**AIM OF THE TASK**
Where the line containing "Where can the circular" appears in the records below, begin there and output each line verbatim through the last line.

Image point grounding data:
Content starts

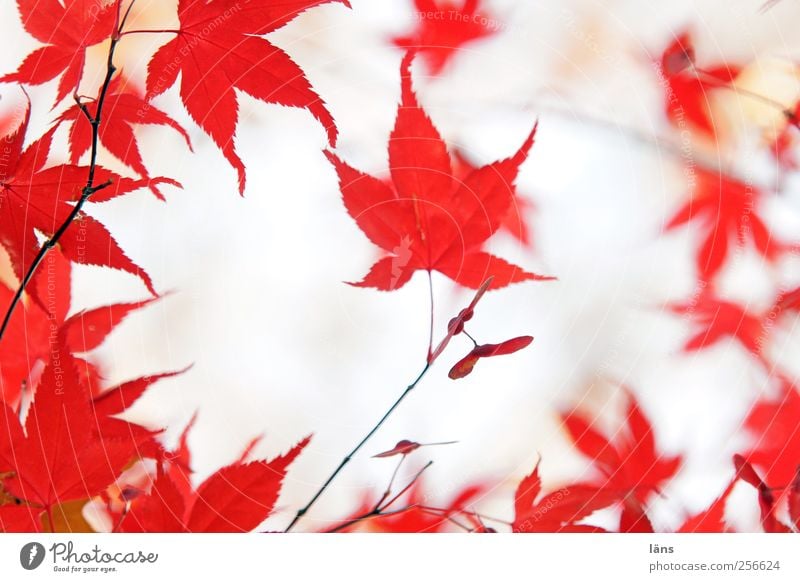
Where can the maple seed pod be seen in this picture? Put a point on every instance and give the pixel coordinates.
(403, 447)
(465, 365)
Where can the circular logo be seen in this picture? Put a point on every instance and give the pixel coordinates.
(31, 555)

Content ends

**ANSWER SPACE**
Where can the circular logo be seen in this picture? Put a point on every instance and give the pixel coordinates.
(31, 555)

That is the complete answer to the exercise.